▸ How to complete this task
Which of the lines below include "errors"? Each one should be copied out.

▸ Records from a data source
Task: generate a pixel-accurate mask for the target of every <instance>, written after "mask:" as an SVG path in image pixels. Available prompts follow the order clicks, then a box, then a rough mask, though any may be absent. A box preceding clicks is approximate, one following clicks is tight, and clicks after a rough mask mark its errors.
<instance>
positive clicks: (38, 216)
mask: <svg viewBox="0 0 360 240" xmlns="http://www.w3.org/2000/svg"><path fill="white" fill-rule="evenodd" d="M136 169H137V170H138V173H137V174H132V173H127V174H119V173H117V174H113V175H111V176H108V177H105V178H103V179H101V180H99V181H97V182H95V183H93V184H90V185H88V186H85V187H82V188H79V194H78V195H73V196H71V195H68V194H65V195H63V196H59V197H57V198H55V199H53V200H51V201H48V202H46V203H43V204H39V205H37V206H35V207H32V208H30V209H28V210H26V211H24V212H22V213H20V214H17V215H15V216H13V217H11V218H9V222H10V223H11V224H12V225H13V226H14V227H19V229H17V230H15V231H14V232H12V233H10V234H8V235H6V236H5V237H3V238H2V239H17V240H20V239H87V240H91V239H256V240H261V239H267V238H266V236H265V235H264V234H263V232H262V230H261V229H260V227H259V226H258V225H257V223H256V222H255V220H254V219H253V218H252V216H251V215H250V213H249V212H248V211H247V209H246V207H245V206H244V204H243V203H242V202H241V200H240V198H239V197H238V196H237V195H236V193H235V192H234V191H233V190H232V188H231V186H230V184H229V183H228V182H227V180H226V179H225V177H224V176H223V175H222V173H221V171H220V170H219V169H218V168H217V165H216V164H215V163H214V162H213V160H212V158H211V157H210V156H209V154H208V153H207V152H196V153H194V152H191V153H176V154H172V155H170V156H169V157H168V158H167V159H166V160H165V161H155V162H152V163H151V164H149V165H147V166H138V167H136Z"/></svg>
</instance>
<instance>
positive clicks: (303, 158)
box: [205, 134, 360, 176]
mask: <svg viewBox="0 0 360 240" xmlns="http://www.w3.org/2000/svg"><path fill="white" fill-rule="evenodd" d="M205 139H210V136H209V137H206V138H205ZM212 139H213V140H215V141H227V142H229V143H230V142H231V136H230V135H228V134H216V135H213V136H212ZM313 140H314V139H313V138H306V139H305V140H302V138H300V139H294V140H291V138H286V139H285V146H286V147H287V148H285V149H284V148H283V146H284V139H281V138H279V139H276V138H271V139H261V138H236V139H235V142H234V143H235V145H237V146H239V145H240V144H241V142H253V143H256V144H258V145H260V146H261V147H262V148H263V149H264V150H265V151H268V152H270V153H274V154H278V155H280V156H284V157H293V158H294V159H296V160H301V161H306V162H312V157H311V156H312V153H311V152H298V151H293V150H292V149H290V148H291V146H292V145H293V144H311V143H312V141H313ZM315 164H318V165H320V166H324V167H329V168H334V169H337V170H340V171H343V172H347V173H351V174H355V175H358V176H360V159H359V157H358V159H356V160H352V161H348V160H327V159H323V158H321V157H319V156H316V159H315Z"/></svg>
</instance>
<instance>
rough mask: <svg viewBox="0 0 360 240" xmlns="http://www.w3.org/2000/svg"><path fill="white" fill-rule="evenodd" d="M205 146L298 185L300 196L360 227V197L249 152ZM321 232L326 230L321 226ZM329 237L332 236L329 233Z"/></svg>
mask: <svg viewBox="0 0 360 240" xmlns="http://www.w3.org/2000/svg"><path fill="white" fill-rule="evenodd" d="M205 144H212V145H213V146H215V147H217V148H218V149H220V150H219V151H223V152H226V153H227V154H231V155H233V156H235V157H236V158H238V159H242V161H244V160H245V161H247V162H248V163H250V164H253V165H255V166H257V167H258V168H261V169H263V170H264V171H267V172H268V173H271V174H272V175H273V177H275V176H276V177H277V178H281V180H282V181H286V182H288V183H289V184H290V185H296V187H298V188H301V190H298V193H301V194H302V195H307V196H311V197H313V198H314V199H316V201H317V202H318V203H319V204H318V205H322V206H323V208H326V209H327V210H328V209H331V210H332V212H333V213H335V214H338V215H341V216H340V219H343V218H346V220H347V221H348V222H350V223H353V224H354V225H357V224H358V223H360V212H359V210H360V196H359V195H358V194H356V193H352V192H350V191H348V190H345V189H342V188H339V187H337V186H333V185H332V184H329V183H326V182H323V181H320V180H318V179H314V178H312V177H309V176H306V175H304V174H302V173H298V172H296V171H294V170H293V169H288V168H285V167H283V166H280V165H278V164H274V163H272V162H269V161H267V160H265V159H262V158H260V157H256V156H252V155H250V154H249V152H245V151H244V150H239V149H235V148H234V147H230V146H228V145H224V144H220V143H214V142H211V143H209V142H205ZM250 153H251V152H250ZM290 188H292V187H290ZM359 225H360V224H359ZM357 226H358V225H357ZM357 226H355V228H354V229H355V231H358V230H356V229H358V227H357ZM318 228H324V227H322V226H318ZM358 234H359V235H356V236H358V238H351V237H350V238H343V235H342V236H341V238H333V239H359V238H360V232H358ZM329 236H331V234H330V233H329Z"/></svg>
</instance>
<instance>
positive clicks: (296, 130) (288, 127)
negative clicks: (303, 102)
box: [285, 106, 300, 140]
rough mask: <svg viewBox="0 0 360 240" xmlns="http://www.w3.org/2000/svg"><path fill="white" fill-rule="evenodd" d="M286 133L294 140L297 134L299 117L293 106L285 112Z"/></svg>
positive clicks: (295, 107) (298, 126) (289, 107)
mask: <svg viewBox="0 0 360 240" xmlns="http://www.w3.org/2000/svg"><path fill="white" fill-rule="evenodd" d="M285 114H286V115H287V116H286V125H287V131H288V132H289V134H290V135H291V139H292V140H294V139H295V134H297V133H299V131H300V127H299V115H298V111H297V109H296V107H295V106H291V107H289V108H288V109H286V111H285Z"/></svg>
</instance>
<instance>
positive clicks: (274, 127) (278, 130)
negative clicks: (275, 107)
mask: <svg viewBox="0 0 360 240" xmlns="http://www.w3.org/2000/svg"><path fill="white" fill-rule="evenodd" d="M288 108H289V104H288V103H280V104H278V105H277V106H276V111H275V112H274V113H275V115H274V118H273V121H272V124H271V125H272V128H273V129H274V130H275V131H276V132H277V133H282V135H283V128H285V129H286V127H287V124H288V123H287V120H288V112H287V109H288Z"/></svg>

---

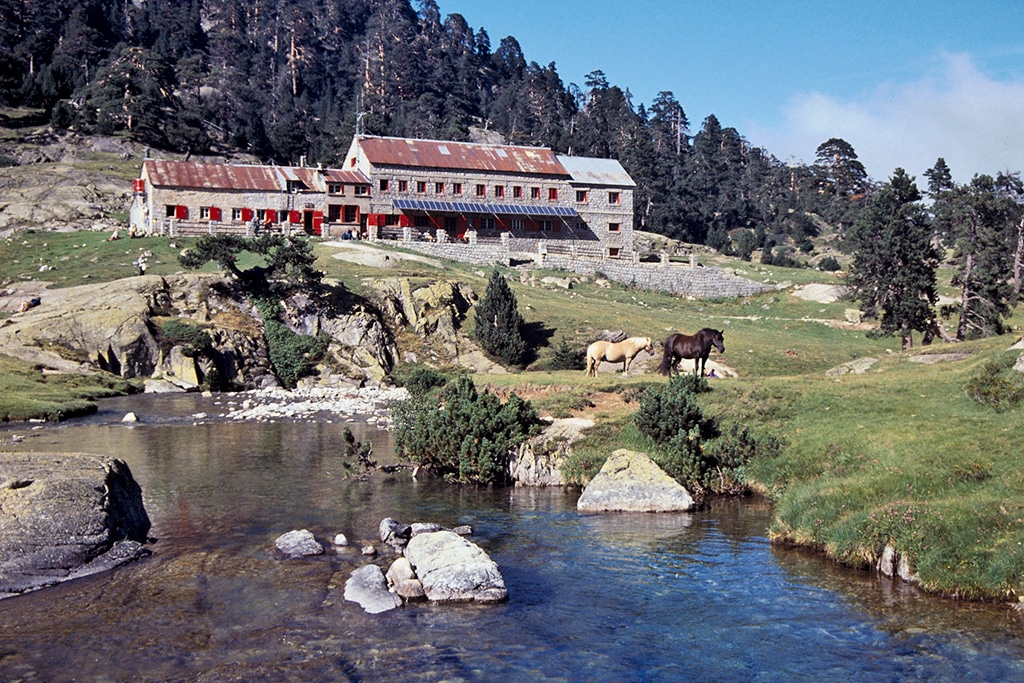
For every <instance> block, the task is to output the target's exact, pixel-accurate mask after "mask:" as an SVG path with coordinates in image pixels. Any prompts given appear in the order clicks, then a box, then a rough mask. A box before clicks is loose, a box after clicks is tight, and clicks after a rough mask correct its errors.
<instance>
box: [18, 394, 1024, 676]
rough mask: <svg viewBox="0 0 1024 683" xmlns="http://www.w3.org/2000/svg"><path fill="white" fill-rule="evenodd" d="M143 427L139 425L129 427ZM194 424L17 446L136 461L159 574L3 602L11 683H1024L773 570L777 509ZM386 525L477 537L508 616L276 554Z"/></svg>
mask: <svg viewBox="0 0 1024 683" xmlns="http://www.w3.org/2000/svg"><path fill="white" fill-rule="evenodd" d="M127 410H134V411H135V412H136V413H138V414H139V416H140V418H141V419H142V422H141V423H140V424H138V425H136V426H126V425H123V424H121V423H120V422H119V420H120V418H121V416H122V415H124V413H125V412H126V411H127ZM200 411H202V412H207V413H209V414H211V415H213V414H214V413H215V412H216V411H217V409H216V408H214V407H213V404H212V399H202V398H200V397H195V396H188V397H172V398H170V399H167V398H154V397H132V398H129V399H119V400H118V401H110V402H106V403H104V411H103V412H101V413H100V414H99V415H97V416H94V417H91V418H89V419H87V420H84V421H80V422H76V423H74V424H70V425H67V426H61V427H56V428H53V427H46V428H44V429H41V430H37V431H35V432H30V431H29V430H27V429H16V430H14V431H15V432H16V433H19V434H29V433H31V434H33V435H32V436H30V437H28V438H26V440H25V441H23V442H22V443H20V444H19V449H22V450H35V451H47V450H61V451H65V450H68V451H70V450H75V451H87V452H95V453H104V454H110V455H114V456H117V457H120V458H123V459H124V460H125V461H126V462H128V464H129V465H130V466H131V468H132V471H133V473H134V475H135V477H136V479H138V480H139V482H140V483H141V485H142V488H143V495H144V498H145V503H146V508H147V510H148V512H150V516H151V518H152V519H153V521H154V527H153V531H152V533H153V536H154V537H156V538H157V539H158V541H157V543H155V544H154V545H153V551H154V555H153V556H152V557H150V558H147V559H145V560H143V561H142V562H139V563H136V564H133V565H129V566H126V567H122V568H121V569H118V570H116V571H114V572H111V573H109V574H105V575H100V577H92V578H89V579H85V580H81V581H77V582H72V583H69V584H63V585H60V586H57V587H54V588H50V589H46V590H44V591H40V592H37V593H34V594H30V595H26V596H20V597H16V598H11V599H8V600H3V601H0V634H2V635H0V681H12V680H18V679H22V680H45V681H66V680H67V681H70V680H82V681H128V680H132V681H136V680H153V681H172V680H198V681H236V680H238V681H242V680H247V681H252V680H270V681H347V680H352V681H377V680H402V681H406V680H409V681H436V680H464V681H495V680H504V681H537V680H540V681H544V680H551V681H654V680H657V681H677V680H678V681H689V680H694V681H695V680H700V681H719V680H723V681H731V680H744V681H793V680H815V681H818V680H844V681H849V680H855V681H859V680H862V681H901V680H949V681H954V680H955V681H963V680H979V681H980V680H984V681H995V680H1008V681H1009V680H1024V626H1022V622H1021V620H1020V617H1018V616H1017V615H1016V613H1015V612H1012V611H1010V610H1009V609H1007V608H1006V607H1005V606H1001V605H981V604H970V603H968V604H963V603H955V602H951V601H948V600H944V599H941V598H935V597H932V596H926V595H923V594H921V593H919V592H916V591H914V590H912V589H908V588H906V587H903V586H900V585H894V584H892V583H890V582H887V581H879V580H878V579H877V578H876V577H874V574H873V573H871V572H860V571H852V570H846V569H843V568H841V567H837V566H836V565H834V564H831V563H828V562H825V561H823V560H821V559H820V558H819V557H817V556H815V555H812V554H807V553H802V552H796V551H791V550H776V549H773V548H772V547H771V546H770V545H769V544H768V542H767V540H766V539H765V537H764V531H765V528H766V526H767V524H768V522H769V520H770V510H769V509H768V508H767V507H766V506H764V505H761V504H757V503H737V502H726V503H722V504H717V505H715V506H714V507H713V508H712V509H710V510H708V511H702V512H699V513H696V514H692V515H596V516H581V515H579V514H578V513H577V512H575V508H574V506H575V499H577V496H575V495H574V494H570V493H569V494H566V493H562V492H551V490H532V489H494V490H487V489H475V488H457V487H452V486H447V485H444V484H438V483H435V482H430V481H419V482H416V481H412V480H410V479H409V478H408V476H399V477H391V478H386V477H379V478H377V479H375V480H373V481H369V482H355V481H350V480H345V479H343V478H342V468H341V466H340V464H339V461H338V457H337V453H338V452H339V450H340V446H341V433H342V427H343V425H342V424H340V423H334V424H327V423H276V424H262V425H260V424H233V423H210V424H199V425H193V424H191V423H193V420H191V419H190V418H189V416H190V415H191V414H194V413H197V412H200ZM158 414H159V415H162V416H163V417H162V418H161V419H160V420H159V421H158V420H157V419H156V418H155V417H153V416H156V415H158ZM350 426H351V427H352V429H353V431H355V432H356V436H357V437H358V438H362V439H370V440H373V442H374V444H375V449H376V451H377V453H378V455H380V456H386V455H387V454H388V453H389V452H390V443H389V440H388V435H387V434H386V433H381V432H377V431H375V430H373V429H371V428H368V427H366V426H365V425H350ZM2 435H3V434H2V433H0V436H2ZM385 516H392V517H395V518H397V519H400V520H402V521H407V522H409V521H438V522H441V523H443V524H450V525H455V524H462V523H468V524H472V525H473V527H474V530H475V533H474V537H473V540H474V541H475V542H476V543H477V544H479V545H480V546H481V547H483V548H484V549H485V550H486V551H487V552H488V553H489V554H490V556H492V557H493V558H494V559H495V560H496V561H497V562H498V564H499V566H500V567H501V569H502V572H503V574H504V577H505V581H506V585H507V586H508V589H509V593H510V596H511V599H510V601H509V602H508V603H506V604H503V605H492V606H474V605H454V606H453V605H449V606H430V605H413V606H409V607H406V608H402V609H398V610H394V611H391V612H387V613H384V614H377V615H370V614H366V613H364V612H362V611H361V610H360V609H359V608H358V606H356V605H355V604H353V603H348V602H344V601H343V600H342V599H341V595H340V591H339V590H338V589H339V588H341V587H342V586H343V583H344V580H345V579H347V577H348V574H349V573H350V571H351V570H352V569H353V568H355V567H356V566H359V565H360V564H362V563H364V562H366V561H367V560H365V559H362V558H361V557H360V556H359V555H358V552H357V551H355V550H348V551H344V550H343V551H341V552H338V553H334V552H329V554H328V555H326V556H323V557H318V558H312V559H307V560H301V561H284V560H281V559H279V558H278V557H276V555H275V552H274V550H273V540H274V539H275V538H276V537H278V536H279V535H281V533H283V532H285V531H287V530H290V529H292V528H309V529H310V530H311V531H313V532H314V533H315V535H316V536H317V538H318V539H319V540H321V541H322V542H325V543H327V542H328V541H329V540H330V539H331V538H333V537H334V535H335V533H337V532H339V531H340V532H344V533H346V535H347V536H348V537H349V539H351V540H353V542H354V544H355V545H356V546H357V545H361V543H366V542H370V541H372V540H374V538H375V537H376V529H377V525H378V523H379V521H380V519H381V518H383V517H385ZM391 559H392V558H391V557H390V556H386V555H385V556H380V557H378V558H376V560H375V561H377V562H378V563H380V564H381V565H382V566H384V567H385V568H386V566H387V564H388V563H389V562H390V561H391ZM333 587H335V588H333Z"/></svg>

--

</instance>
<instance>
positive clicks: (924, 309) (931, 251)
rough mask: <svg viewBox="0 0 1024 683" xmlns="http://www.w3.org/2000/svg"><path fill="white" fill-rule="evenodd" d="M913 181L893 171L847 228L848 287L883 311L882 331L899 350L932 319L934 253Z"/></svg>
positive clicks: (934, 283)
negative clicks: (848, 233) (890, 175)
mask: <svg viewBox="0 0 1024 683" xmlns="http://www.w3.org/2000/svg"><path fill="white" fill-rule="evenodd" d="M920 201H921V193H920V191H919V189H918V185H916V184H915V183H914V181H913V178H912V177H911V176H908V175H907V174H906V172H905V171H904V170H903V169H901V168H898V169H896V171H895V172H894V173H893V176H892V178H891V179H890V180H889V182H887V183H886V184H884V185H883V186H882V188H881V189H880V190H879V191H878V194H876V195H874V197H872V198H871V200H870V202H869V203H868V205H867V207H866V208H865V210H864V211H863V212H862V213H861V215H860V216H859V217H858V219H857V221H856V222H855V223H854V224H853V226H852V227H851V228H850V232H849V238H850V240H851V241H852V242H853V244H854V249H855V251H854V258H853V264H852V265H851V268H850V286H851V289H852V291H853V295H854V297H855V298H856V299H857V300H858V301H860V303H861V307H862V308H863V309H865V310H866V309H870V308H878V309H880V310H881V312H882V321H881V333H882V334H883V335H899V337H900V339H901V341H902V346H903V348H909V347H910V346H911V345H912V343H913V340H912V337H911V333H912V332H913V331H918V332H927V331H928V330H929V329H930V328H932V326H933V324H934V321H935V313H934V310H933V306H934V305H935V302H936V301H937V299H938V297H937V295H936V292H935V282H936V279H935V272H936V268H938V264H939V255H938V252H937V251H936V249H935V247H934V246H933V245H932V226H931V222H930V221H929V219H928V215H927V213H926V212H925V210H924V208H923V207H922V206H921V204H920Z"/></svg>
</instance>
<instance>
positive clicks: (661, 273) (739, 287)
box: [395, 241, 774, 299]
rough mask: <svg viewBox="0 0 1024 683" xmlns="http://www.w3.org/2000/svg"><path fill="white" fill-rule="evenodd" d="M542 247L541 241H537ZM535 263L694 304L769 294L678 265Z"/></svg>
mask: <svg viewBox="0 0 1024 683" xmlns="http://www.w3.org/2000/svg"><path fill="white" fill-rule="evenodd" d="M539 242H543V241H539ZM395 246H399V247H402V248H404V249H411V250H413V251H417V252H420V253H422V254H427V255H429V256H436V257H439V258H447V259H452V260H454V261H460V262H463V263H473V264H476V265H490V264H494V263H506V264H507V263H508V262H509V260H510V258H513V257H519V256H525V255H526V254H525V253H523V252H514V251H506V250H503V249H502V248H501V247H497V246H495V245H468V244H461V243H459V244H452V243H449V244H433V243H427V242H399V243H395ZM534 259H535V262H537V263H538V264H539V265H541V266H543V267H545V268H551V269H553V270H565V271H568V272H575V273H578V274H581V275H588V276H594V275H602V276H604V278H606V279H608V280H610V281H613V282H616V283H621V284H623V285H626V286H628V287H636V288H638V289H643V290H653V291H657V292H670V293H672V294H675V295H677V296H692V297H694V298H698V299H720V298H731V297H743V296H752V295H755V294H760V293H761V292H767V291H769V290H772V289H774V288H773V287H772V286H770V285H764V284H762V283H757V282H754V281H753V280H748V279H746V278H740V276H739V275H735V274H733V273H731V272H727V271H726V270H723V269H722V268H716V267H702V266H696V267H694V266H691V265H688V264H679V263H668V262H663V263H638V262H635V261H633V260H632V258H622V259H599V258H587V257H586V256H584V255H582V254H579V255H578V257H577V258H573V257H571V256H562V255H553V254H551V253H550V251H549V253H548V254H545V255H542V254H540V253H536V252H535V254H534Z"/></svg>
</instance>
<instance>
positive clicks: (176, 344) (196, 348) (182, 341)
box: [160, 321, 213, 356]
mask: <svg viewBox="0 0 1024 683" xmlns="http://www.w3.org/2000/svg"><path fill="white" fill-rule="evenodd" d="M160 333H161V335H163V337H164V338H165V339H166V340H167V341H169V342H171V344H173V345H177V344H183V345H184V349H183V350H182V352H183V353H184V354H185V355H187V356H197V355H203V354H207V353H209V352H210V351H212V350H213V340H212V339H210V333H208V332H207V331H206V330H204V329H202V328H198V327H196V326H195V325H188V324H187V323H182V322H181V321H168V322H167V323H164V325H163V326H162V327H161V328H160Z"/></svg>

▸ Expected answer
Task: generate a pixel-accurate mask for the target of every <instance>, written after "mask:" as an SVG path in image pixels. Available prompts follow the order clicks, then a box, then a rough mask, though any may be absent. A box preceding clicks is approximate, one following clicks is tight, and clicks after a rough mask mark its errors.
For every <instance> block, the task is to output the target's exact, pixel-accurate mask after "mask:" as an SVG path with coordinates in image pixels. Any prompts given appear in the order clicks, then a box, then a rough mask. A box before clicks is loose, a box after clicks is tight, and clicks after a rough mask correct its errors.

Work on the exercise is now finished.